**Task directions:** Write the continuation of the AlphaZero chess engine README below, starting right after its last line. The material that follows the README is not part of this task.

**Extract provided:**
AlphaZero Chess Engine

A complete implementation of the AlphaZero algorithm for chess using PyTorch, featuring:

Monte Carlo Tree Search (MCTS) with PUCT
Deep neural network with residual architecture
Self-play training pipeline
Model evaluation arena

Project Structure

chesshacks/
├── config.py                      # Configuration and hyperparameters
├── chess_board.py                 # Chess game rules and move generation
├── encoder_decoder.py             # Board encoding/decoding for neural network
├── alpha_net.py                   # AlphaGoZero neural network (19 residual blocks)
├── MCTS_chess.py                  # Monte Carlo Tree Search with PUCT
├── train.py                       # Neural network training
├── train_multiprocessing.py       # Parallel self-play training
├── evaluator.py                   # Model evaluation arena
├── pipeline.py                    # Full training pipeline orchestrator
├── requirements.txt               # Python dependencies
└── README.md                      # This file

Components

1. Chess Board (`chess_board.py`)

Complete chess rules implementation using python-chess library
Move generation and validation
Game state management
Board encoding utilities

2. Encoder/Decoder (`encoder_decoder.py`)

Encodes board state into 18-plane tensor representation:
- 12 planes for pieces (6 types × 2 colors)
- 2 planes for castling rights
- 2 planes for en passant
- 1 plane for turn color
- 1 plane for move count
Converts between chess moves and neural network outputs
Policy vector creation and decoding

3. Neural Network (`alpha_net.py`)

AlphaGoZero architecture with:

Input: 18×8×8 board representation
Architecture:
- Initial convolutional block (batch norm + ReLU)
- 19 residual blocks (each with 2 conv layers)
- 256 convolutional filters throughout
Output Heads:
- Policy head: 4096-dimensional move probabilities (log softmax)
- Value head: Position evaluation in range [-1, 1] (tanh)

4. MCTS (`MCTS_chess.py`)

**Stored data:**
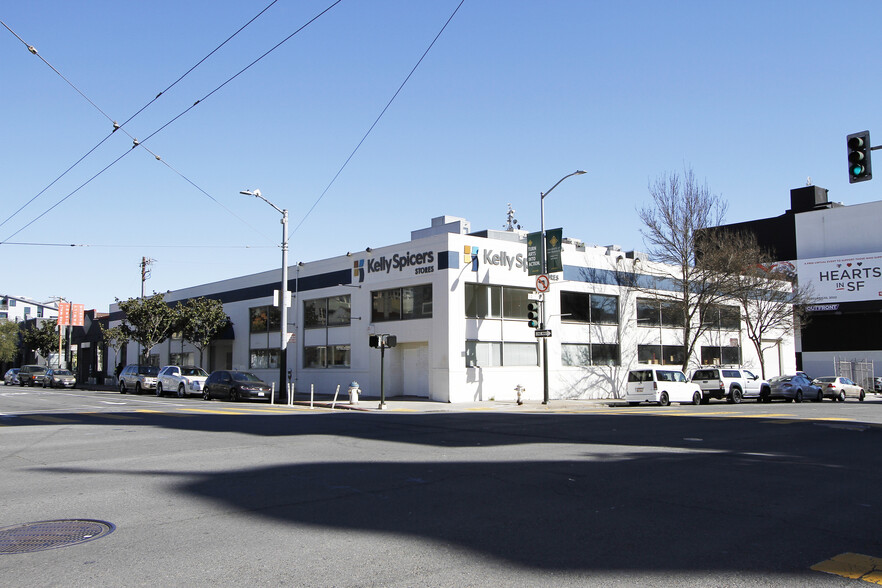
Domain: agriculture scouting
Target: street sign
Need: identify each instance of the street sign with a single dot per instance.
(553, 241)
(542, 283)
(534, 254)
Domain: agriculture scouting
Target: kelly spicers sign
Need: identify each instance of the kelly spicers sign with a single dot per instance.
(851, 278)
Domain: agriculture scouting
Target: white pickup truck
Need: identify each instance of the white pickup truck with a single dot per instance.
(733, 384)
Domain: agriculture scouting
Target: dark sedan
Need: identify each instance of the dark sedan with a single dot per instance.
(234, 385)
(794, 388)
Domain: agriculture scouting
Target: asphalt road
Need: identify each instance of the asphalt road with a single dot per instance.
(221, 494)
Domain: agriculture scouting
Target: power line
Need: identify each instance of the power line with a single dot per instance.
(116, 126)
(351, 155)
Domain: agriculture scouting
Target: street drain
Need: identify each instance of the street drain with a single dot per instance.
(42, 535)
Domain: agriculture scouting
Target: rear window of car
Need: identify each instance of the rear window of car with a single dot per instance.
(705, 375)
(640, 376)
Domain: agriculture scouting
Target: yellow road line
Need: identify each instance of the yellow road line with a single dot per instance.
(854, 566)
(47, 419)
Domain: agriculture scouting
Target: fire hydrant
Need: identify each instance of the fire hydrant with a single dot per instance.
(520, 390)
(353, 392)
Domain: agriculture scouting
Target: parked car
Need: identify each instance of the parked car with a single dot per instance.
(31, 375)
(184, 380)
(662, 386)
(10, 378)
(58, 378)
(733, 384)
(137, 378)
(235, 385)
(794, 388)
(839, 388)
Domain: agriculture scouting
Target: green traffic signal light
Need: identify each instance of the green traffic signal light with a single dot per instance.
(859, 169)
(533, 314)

**Answer to this exercise:**
Monte Carlo Tree Search implementation featuring:

PUCT (Polynomial Upper Confidence Trees) for node selection
Dirichlet noise for root exploration
Neural network guided search
Self-play game generation

5. Training (`train.py`)

PyTorch training loop with mixed loss (policy + value)
KL divergence loss for policy
MSE loss for value
Adam optimizer with weight decay
Batch training with data loader

6. Multiprocessing (`train_multiprocessing.py`)

Parallel self-play using multiple CPU workers
Efficient data generation across cores
Queue-based result collection

7. Evaluator (`evaluator.py`)

Arena for comparing model versions
Head-to-head game evaluation
Win rate calculation
Model replacement logic

8. Pipeline (`pipeline.py`)

Full training iteration pipeline:

Self-play using MCTS to generate training data
Train neural network on generated data
Evaluate new model against previous best
Keep best performing model

Installation

# Install dependencies
pip install -r requirements.txt

Requirements

Python 3.8+
PyTorch 2.0+
python-chess
NumPy
tqdm

Usage

Quick Start

Run the full training pipeline:

python pipeline.py --iterations 10 --games 50 --evaluate

Command Line Arguments

python pipeline.py [OPTIONS]

Options:
  --iterations N        Number of training iterations (default: 10)
  --games N            Self-play games per iteration (default: 100)
  --workers N          Number of parallel workers (default: CPU count)
  --evaluate           Enable model evaluation
  --eval-frequency N   Evaluate every N iterations (default: 5)
  --resume PATH        Resume from checkpoint
  --device DEVICE      Device to use: cpu or cuda (default: cuda)
  --verbose            Enable verbose output for detailed progress

Examples

Basic training (10 iterations, 50 games each):

python pipeline.py --iterations 10 --games 50

Training with evaluation (compare models every 5 iterations):

python pipeline.py --iterations 20 --games 100 --evaluate --eval-frequency 5

Resume from checkpoint:

python pipeline.py --iterations 10 --resume checkpoints/checkpoint_iter_0010.pth

CPU-only training with 4 workers:

python pipeline.py --iterations 5 --games 20 --workers 4 --device cpu

Configuration

Edit config.py to adjust hyperparameters:

Neural Network

NUM_RESIDUAL_BLOCKS = 19    # Number of residual blocks
NUM_FILTERS = 256           # Convolutional filters

MCTS

NUM_MCTS_SIMS = 800         # Simulations per move
CPUCT = 1.0                 # Exploration constant
DIRICHLET_ALPHA = 0.3       # Dirichlet noise alpha

Training

BATCH_SIZE = 256
LEARNING_RATE = 0.001
NUM_EPOCHS = 10
NUM_SELF_PLAY_GAMES = 100   # Games per iteration

Evaluation

EVAL_GAMES = 40             # Games for evaluation
WIN_THRESHOLD = 0.55        # Win rate to replace model

Training Pipeline Details

Full Iteration Cycle

Self-Play Generation
- Neural network plays against itself using MCTS
- Generates (state, policy, value) training examples
- Explores with Dirichlet noise at root node
- Temperature-based move selection
Neural Network Training
- Trains on generated examples
- Mixed loss: policy (KL divergence) + value (MSE)
- Adam optimizer with weight decay
- Batch normalization throughout
Model Evaluation (Optional)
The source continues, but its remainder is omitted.